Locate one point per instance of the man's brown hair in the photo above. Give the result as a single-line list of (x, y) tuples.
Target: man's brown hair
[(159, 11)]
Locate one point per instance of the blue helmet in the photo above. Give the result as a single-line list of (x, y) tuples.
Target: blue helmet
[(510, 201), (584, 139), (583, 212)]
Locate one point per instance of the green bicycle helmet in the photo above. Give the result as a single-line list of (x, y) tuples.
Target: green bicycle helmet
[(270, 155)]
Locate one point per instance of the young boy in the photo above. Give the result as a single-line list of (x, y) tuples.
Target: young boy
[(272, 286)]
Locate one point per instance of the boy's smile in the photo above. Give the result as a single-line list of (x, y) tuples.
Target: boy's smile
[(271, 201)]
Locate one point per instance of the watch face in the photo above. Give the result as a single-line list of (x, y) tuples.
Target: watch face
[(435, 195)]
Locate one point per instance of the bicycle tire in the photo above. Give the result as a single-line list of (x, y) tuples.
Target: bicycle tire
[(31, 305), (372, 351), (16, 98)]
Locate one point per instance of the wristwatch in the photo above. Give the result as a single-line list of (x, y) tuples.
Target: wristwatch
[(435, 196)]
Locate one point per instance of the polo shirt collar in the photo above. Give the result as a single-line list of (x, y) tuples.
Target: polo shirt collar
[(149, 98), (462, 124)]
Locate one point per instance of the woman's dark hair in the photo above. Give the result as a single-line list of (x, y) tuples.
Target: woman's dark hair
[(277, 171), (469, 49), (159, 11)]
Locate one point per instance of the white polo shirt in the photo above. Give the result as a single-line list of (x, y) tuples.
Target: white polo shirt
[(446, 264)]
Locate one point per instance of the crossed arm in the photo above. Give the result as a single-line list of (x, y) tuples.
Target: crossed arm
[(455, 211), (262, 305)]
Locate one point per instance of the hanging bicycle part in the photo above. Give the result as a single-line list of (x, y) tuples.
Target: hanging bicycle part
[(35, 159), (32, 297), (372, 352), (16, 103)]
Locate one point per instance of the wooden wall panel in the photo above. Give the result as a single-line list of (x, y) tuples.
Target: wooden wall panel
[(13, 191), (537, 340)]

TASK PROMPT. All of the entries must be written out exactly as they stand.

FULL SOLUTION.
Locate one point per instance of the man's brown hair in the photo above. Give the result as a single-line list of (x, y) tuples.
Target: man's brown hair
[(159, 11)]
Locate one point per instance of the blue helmet in the photo above. Give the result as a single-line list of (x, y) tuples.
Target: blue helmet
[(510, 201), (584, 139), (583, 212)]
Locate one point per instance of the green bicycle helmet in the photo above. Give the result as a single-line list of (x, y) tuples.
Target: green bicycle helmet
[(270, 155)]
Locate one point per instance of the young boy in the photo above. Give the result as a single-line list of (x, y) tuples.
Target: young boy
[(272, 286)]
Locate one point per instance of the boy's smile in the photo above. Give the result as a single-line list of (x, y) tuples.
Target: boy's smile
[(271, 201)]
Locate one point per instance of the watch face in the photo above. Give the result as a single-line list of (x, y) tuples.
Target: watch face
[(435, 195)]
Locate one point per instance of the bicycle tire in the photo above. Give the result as a single-line list of (x, y) tuples.
Target: bicycle tire
[(31, 305), (372, 351), (16, 98)]
Locate one point per instance of the wristwatch in the photo above. Give the result as a single-line list of (x, y) tuples.
Target: wristwatch
[(435, 196)]
Locate one point per instance of the polo shirt collar in the photo above. Give the result as a single-line list of (x, y) tuples.
Target: polo shirt collar
[(149, 98), (462, 124)]
Locate one point per instance of the woman's dark hair in the photo above. Give the result as a single-line list of (x, y) tuples.
Target: woman's dark hair
[(277, 171), (469, 49), (159, 11)]
Locate one point per instance of the white polo shirt in the photo above. Give the result as a single-line list of (x, y) tuples.
Target: white polo shirt
[(446, 264)]
Locate one point per instance of the crossed arm in the photo above. Give the result as a single-line list of (x, y) tuples.
Target: crossed arm
[(455, 211), (262, 305)]
Locate one point per instance of the hanging bicycle part in the photo above. Give the result as a single-line list of (x, y) tuples.
Target: hanging bicycle part
[(35, 159), (32, 297), (372, 352), (16, 103)]
Locate one point per instance of the wooden wall panel in the photo above. Give the result as a single-line list of (x, y) tuples.
Target: wooden wall panel
[(13, 191), (537, 340)]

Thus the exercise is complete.